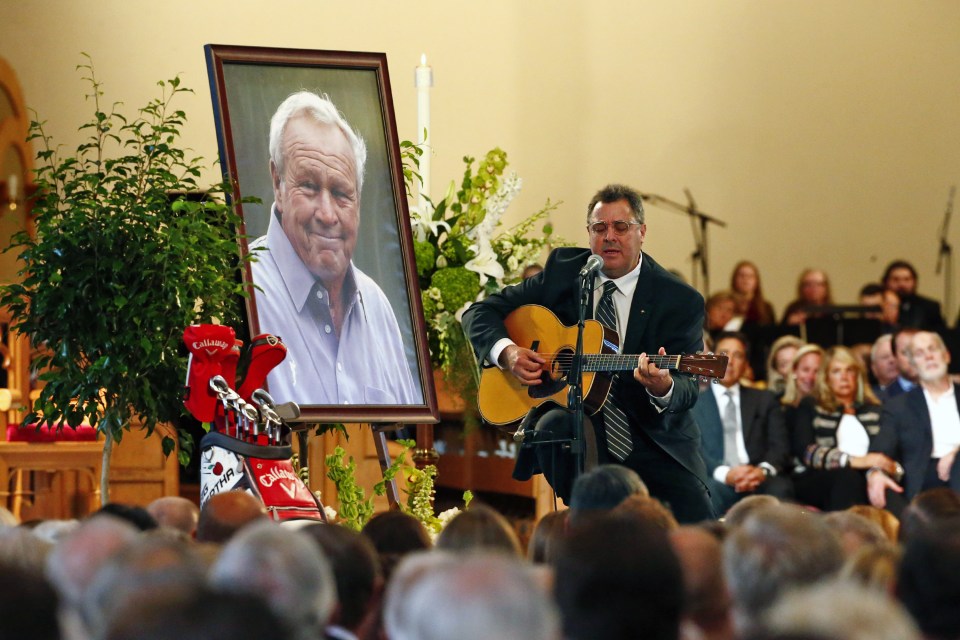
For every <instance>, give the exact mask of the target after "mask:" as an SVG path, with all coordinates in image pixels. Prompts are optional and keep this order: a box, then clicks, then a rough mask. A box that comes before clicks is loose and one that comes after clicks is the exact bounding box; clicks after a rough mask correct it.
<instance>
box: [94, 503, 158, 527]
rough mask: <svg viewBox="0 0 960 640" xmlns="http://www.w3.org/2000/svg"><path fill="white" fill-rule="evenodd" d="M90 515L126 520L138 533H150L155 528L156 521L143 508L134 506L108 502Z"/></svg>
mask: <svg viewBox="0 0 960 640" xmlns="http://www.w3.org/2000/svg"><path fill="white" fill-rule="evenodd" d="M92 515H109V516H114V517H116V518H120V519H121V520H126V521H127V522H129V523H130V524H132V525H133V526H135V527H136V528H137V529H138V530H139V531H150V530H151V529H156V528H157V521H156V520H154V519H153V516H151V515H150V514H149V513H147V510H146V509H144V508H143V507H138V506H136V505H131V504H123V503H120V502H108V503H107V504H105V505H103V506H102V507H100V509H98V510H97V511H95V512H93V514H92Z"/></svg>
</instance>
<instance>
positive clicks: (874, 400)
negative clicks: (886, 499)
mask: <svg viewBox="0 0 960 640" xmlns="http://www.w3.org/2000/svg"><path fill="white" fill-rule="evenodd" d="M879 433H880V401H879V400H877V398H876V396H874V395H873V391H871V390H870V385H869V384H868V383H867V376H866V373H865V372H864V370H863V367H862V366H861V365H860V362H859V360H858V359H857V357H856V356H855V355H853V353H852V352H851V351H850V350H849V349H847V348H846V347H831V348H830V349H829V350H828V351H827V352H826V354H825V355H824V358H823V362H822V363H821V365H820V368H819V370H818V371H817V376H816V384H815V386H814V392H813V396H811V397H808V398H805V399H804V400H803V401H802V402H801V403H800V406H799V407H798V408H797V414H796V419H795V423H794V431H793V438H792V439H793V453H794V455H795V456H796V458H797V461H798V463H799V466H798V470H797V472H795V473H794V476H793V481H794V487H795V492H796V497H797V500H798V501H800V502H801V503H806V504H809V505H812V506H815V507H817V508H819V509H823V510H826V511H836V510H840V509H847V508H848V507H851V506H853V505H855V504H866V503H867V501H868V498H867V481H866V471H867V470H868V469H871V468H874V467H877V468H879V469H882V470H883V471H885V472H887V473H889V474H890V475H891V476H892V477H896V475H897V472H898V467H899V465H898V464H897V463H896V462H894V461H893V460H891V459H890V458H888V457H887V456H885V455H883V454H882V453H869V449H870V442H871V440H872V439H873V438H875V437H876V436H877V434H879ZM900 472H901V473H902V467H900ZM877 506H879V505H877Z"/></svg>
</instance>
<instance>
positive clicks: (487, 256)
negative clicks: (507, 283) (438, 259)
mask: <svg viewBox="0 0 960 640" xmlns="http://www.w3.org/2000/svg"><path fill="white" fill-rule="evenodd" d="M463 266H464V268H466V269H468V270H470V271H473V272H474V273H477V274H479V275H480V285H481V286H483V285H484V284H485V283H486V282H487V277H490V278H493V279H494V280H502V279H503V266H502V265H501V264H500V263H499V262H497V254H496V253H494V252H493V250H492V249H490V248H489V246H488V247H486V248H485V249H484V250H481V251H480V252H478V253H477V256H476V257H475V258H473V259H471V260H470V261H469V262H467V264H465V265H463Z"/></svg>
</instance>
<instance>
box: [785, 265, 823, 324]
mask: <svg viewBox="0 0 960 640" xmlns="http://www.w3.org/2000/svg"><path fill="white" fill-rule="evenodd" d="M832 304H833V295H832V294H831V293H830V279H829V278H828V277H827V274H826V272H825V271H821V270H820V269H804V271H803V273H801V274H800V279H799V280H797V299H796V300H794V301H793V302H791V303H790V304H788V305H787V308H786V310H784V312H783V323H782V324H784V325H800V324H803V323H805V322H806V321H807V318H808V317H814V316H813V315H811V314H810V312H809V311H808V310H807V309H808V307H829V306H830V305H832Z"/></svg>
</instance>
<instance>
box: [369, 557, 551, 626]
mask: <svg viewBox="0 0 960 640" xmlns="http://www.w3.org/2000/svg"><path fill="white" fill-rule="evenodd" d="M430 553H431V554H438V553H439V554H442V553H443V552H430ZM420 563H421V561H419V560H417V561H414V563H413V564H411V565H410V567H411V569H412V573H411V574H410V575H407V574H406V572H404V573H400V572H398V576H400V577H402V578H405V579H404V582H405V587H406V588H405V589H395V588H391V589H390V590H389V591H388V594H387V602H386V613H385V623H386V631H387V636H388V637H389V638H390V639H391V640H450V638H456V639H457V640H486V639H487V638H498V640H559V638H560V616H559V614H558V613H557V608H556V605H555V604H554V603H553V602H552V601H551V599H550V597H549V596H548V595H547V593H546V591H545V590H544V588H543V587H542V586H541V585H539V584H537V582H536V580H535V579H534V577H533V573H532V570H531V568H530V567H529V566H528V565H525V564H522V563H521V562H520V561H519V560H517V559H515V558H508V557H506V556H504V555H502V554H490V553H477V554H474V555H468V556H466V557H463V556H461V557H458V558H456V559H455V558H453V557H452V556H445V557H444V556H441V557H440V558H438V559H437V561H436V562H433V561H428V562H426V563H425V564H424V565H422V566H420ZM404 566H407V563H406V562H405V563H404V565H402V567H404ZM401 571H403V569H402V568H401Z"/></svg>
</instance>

---

__Work order__
Write out every line of the entries above without any changes, and leave the pictures out.

__Result for this exercise__
For every <instance>, give the exact mask of the target after "mask:" as an SVG path, with all coordinates in image pixels. Prompts are optional and keep this order: a box, then clicks, then a rough mask. A box that comes before clicks is loose and one that comes after clicks is the exact bounding box; clicks after a rough mask correct it.
<instance>
box: [94, 503, 158, 527]
rough mask: <svg viewBox="0 0 960 640" xmlns="http://www.w3.org/2000/svg"><path fill="white" fill-rule="evenodd" d="M90 515L126 520L138 533H150L155 528L156 521L143 508L134 506L108 502Z"/></svg>
mask: <svg viewBox="0 0 960 640" xmlns="http://www.w3.org/2000/svg"><path fill="white" fill-rule="evenodd" d="M92 515H109V516H114V517H116V518H120V519H121V520H126V521H127V522H129V523H130V524H132V525H133V526H135V527H136V528H137V529H138V530H139V531H150V530H151V529H156V528H157V521H156V520H154V519H153V516H151V515H150V514H149V513H147V510H146V509H144V508H143V507H138V506H136V505H131V504H123V503H120V502H108V503H107V504H105V505H103V506H102V507H100V509H98V510H97V511H95V512H93V514H92Z"/></svg>
</instance>
<instance>
positive clicks: (874, 400)
negative clicks: (886, 499)
mask: <svg viewBox="0 0 960 640" xmlns="http://www.w3.org/2000/svg"><path fill="white" fill-rule="evenodd" d="M879 433H880V401H879V400H877V398H876V396H874V395H873V391H871V390H870V385H869V384H868V383H867V376H866V373H865V372H864V370H863V367H862V366H861V365H860V362H859V360H858V359H857V357H856V356H855V355H853V353H852V352H851V351H850V350H849V349H847V348H846V347H831V348H830V349H829V350H828V351H827V352H826V354H825V355H824V358H823V362H822V363H821V365H820V368H819V370H818V371H817V376H816V384H815V386H814V392H813V396H811V397H808V398H805V399H804V400H803V401H802V402H801V403H800V406H799V407H798V408H797V414H796V419H795V423H794V431H793V438H792V439H793V453H794V455H795V456H796V458H797V461H798V463H799V466H798V470H797V472H795V473H794V476H793V481H794V487H795V492H796V497H797V500H798V501H800V502H801V503H806V504H809V505H812V506H815V507H817V508H819V509H823V510H826V511H836V510H840V509H847V508H848V507H851V506H853V505H855V504H866V503H867V501H868V498H867V481H866V471H867V470H868V469H871V468H874V467H877V468H879V469H882V470H883V471H885V472H887V473H889V474H890V475H891V476H892V477H896V475H897V472H898V467H899V465H898V464H897V463H896V462H894V461H893V460H891V459H890V458H888V457H887V456H885V455H883V454H882V453H869V449H870V442H871V440H872V439H873V438H875V437H876V436H877V434H879ZM900 472H901V473H902V467H900ZM877 506H879V505H877Z"/></svg>
</instance>
<instance>
positive clicks: (487, 256)
negative clicks: (507, 283) (438, 259)
mask: <svg viewBox="0 0 960 640" xmlns="http://www.w3.org/2000/svg"><path fill="white" fill-rule="evenodd" d="M463 266H464V268H466V269H468V270H470V271H473V272H474V273H477V274H479V275H480V285H481V286H483V285H484V284H485V283H486V282H487V277H490V278H493V279H494V280H502V279H503V266H502V265H501V264H500V263H499V262H497V254H496V253H494V252H493V250H492V249H490V248H489V246H488V247H486V248H485V249H484V250H481V251H480V252H478V253H477V256H476V257H475V258H473V259H471V260H470V261H469V262H467V264H465V265H463Z"/></svg>
</instance>
<instance>
box: [785, 265, 823, 324]
mask: <svg viewBox="0 0 960 640" xmlns="http://www.w3.org/2000/svg"><path fill="white" fill-rule="evenodd" d="M832 304H833V295H832V294H831V293H830V279H829V278H828V277H827V274H826V272H825V271H821V270H820V269H804V271H803V273H801V274H800V279H799V280H797V299H796V300H794V301H793V302H791V303H790V304H788V305H787V308H786V310H784V312H783V323H782V324H784V325H800V324H803V323H805V322H806V321H807V318H808V317H814V316H813V315H811V314H810V312H809V311H808V310H807V309H808V307H829V306H830V305H832Z"/></svg>
</instance>
<instance>
box: [369, 557, 551, 626]
mask: <svg viewBox="0 0 960 640" xmlns="http://www.w3.org/2000/svg"><path fill="white" fill-rule="evenodd" d="M430 553H431V554H438V553H439V554H442V553H443V552H430ZM420 563H421V561H419V560H417V561H414V563H413V564H411V565H410V567H411V569H412V573H411V574H410V575H407V574H406V572H404V573H400V572H398V576H400V577H402V578H405V579H404V582H405V587H406V588H405V589H395V588H391V589H390V590H389V591H388V594H387V602H386V613H385V623H386V631H387V636H388V637H389V638H390V639H391V640H450V638H456V639H457V640H486V639H487V638H498V640H559V638H560V616H559V614H558V613H557V608H556V605H555V604H554V603H553V602H552V601H551V599H550V597H549V596H548V595H547V593H546V591H545V590H544V588H543V587H542V586H541V585H539V584H537V582H536V580H535V579H534V577H533V573H532V570H531V568H530V567H529V566H528V565H525V564H522V563H521V562H520V561H519V560H517V559H515V558H508V557H506V556H504V555H502V554H490V553H477V554H474V555H468V556H466V557H463V556H461V557H458V558H456V559H455V558H453V557H452V556H445V557H444V556H441V557H440V558H438V559H437V561H436V562H433V561H428V562H426V563H425V564H424V565H422V566H420ZM404 566H407V563H406V562H405V563H404V565H402V567H404ZM401 571H403V569H402V568H401Z"/></svg>
</instance>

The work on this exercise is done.